> [PROBLEM] Copy the items between the line holding "the white cloud" and the line holding "of the trailer", inclusive, substituting "pin" for every "marker" and leaving the rest unchanged. Give only those lines.

> [DATA SHOWN]
——

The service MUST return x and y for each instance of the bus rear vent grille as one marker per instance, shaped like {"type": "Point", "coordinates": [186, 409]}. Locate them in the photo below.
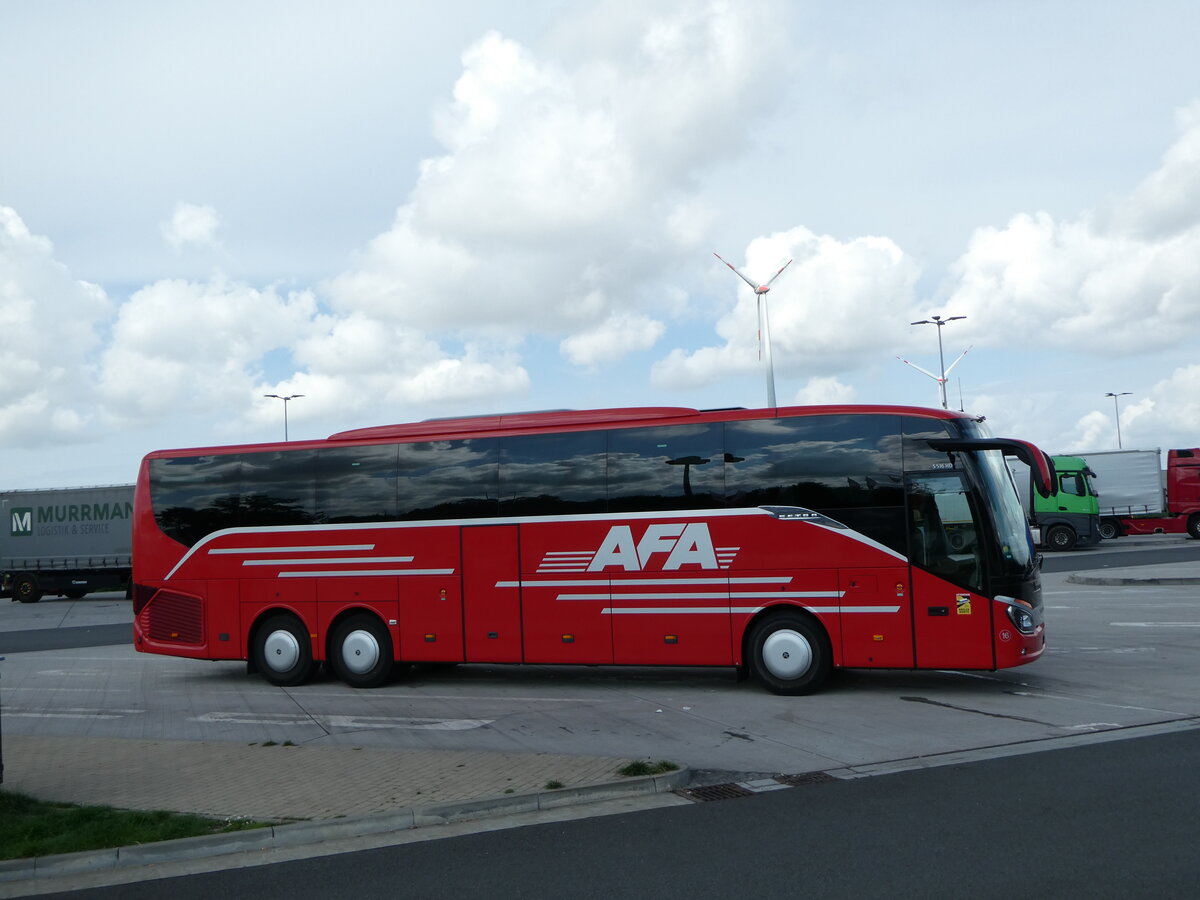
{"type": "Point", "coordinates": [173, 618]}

——

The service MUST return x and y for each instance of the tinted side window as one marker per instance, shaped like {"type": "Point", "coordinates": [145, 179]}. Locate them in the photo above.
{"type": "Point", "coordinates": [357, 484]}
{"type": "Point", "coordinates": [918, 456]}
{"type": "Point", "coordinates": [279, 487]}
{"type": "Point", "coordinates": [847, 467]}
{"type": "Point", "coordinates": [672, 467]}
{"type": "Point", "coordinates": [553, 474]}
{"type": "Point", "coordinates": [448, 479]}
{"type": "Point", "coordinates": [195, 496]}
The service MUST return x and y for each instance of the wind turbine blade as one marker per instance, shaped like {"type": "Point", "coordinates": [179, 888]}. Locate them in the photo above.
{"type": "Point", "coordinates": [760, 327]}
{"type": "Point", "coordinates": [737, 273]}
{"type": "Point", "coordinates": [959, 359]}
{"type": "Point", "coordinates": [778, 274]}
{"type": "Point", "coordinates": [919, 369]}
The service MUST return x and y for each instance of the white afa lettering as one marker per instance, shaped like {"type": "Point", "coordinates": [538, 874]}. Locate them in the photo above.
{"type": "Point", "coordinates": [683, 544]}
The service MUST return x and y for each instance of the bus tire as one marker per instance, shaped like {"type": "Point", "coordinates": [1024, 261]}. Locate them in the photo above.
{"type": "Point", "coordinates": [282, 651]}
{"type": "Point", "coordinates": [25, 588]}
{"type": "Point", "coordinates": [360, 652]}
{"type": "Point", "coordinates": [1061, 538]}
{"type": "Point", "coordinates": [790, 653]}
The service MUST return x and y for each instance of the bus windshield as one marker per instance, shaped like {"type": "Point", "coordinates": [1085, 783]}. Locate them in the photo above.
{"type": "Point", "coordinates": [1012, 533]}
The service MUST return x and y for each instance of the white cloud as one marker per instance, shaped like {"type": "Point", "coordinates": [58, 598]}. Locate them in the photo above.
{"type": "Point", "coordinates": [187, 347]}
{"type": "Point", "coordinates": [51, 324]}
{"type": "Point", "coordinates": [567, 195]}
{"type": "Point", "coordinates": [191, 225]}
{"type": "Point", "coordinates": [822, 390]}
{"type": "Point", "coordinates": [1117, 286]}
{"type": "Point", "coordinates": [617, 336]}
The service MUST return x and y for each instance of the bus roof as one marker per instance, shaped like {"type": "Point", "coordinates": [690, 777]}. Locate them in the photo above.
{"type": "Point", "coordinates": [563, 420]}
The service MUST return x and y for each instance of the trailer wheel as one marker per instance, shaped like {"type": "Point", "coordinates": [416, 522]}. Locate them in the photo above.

——

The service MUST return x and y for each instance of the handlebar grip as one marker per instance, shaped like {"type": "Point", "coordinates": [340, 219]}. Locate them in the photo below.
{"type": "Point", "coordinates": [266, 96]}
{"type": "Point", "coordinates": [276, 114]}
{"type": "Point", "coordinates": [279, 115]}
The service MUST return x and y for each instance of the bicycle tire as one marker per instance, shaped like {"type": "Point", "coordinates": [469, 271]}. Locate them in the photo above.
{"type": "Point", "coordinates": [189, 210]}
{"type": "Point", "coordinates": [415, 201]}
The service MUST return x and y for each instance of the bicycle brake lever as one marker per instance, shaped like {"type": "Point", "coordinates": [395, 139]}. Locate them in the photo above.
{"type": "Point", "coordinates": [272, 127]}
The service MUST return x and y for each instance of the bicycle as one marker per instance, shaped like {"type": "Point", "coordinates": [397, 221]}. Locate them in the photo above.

——

> [THE RESPONSE]
The service MUST return x and y for each instance of the white cloud as one pin per instance, shaped like {"type": "Point", "coordinates": [58, 598]}. Locate them in the photo above.
{"type": "Point", "coordinates": [187, 347]}
{"type": "Point", "coordinates": [51, 324]}
{"type": "Point", "coordinates": [567, 195]}
{"type": "Point", "coordinates": [191, 225]}
{"type": "Point", "coordinates": [822, 390]}
{"type": "Point", "coordinates": [1117, 286]}
{"type": "Point", "coordinates": [617, 336]}
The service MUST return x and y for each instance of the bus roof as one pin per instance, shaped like {"type": "Point", "coordinates": [690, 777]}. Locate them in the photo above.
{"type": "Point", "coordinates": [563, 420]}
The service MUST return x and y for each instance of the trailer wheel as one pin per instance, shaped like {"type": "Point", "coordinates": [416, 522]}. Locate them in the photo above.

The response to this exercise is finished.